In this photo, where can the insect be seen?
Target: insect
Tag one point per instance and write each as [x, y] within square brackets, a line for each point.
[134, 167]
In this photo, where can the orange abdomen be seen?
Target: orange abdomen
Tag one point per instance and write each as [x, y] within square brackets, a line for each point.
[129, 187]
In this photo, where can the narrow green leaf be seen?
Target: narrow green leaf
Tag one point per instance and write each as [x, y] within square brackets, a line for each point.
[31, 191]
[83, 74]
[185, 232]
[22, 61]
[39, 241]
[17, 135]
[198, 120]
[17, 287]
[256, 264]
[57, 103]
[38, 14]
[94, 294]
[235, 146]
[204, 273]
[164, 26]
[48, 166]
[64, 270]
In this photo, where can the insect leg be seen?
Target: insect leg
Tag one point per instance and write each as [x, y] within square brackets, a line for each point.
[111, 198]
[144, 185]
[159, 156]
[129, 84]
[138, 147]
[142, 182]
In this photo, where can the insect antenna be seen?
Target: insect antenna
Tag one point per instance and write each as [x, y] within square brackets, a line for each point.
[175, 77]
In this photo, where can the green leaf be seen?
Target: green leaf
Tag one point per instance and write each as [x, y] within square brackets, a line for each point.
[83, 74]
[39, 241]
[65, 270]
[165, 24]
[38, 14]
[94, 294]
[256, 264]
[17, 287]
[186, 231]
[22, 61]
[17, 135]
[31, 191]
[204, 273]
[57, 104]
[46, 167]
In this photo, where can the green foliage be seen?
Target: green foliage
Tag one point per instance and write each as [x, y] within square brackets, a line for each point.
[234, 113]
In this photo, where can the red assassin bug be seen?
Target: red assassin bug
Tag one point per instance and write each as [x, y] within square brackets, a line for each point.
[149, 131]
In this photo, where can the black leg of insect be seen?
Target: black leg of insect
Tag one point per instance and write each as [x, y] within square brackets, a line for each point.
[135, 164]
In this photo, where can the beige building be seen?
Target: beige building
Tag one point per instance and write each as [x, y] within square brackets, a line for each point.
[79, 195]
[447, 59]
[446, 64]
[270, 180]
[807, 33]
---------------
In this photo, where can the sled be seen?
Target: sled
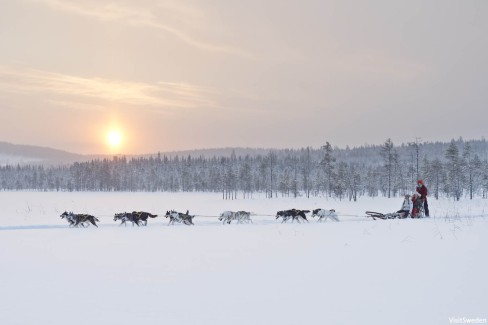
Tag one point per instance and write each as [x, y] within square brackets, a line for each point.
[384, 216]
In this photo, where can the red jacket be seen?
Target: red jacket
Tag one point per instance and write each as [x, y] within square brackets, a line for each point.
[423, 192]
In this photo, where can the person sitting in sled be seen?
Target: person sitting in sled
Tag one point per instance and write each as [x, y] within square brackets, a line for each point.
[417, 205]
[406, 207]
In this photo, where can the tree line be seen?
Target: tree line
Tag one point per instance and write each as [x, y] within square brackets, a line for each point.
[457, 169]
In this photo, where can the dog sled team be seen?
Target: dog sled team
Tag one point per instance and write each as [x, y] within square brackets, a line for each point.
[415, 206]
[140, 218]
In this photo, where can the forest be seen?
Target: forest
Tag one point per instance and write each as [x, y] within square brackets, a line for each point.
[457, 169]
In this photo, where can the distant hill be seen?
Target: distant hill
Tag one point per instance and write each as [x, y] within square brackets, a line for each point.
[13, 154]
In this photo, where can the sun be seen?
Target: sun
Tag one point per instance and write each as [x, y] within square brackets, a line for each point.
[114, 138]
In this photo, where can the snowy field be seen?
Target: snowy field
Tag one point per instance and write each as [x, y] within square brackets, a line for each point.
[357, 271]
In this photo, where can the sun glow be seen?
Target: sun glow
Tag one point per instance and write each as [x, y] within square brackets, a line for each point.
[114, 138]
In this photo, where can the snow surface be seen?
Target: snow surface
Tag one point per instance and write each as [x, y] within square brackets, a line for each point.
---------------
» **Problem requirements**
Using the data above, transcribe the lines that run from the line with "In this photo, where can the insect be seen?" to the line with "Target: orange abdomen", both ends kept, and output nothing else.

» **Solution below**
In this photo, where can the insect be seen?
Target: insect
Tag one point per instance and write each as [x, y] within square brackets, a line for each point.
[134, 167]
In this photo, where can the orange abdomen be seen?
Target: orange abdomen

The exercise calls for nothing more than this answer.